> [TASK PROMPT] Reproduce every line of the listing below, keeping each character unchanged.
───── RECORDS FOR THIS TASK
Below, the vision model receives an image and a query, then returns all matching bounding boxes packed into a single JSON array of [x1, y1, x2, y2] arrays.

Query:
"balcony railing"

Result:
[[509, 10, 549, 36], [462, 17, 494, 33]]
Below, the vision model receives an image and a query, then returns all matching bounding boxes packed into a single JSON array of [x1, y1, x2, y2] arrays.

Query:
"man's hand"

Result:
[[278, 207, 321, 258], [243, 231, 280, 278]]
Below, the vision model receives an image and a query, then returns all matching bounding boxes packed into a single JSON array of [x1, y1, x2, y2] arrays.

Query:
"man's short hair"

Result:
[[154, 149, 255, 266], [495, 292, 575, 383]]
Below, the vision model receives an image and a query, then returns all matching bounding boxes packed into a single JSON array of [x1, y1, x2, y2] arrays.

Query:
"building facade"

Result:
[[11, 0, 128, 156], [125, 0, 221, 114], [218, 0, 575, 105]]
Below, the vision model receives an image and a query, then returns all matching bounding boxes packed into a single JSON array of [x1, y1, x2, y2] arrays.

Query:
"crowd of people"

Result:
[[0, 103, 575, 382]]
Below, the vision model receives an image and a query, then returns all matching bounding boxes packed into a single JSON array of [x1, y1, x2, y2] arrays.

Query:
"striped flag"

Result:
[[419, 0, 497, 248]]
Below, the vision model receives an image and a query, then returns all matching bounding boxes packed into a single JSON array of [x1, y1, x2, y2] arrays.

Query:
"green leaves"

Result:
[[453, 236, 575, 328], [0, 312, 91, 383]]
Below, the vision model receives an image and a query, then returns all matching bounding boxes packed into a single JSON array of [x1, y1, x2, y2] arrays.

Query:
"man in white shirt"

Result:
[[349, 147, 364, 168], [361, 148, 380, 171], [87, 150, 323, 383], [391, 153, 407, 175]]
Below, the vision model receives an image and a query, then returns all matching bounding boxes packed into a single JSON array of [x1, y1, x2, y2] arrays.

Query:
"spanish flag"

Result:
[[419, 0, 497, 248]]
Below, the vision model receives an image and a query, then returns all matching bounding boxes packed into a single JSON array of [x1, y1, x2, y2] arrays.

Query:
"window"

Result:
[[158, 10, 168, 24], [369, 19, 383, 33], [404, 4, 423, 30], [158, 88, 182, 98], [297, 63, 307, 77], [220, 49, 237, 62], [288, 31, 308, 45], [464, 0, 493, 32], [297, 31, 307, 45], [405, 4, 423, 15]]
──────────
> [TASK OUTPUT]
Below, the vision model receives an image and a query, then returns all matching bounding boxes packed into a single JSON array of [x1, y1, x2, y2] arrays.

Query:
"balcony railing"

Result:
[[509, 10, 549, 36], [462, 17, 494, 33]]
Below, the vision model receives an image and a query, then returns all matching bounding boxes packed into a single JSON array of [x1, y1, x2, y2] arrays.

Query:
"man's hand"

Result:
[[278, 207, 321, 258], [243, 231, 280, 278]]
Below, the vision model receives an image and a query, then returns all matching bounding boxes packed into a single JSON array of [x1, y1, x2, y2] arrays.

Query:
"man's short hair"

Result:
[[154, 149, 255, 266], [495, 292, 575, 383]]
Below, the vision model receives an image and a query, then returns all matching bounding boxes packed into a single JSON array of [x1, y1, x2, y2] arrays.

Query:
"building facade"

Result:
[[11, 0, 128, 156], [125, 0, 221, 114], [218, 0, 575, 105]]
Below, the vision model receives an image and a query, then returns all matching bounding boxes packed into a single JSON array of [x1, y1, x2, y2] arrays.

Query:
"crowd of people"

Result:
[[0, 103, 575, 382]]
Below, the vision model receives an image and a query, then returns all matching bounding boxes packed into a single JSON array of [x1, y1, x2, y2] arrays.

Query:
"striped flag"

Result:
[[419, 0, 497, 248]]
Below, the vision model receives an image and a query, then returns all matching bounding boxes packed into a single JSON array of [x1, y1, x2, y2] arrays.

Query:
"green leaves"

Result:
[[453, 236, 575, 328], [0, 312, 91, 383]]
Below, the vision model receives an image and a query, then returns all matching bounding boxes packed into a single JSON array of [x1, y1, x2, y2] arrays.

Query:
"man in white shirt"

Result:
[[349, 147, 364, 168], [361, 148, 380, 171], [87, 150, 323, 383], [391, 153, 407, 175]]
Below, the vision model receives an image and a query, then returns all matching bounding boxes packed into a single JSON array of [x1, y1, x2, y2] arrays.

Query:
"spanish flag"

Result:
[[419, 0, 497, 248]]
Below, the vision model receives an image and a query, then returns all matching bounding boxes packed into a single JSON array of [x1, y1, x2, y2] arrays.

Query:
"window"

Result:
[[158, 10, 168, 24], [369, 19, 383, 33], [404, 4, 423, 30], [158, 88, 182, 98], [297, 63, 307, 77], [220, 49, 237, 62], [288, 31, 308, 45], [464, 0, 493, 32], [297, 31, 307, 45], [405, 4, 423, 15]]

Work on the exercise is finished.